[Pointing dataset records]
★ ★ ★

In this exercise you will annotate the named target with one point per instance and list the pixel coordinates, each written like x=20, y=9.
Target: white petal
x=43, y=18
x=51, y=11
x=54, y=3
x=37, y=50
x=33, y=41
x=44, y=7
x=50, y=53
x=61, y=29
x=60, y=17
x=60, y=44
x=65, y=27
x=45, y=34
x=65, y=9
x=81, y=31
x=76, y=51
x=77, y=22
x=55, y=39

★ ★ ★

Repeat each record in full; every line must match exactly.

■ RESPONSE TO THIS TASK
In this exercise you will annotate the named target with one point per instance and list the pixel coordinates, each written like x=20, y=9.
Target: white petal
x=43, y=18
x=51, y=11
x=54, y=3
x=37, y=50
x=33, y=41
x=44, y=7
x=50, y=53
x=61, y=29
x=60, y=17
x=60, y=44
x=65, y=27
x=45, y=34
x=65, y=9
x=81, y=31
x=76, y=51
x=77, y=22
x=55, y=39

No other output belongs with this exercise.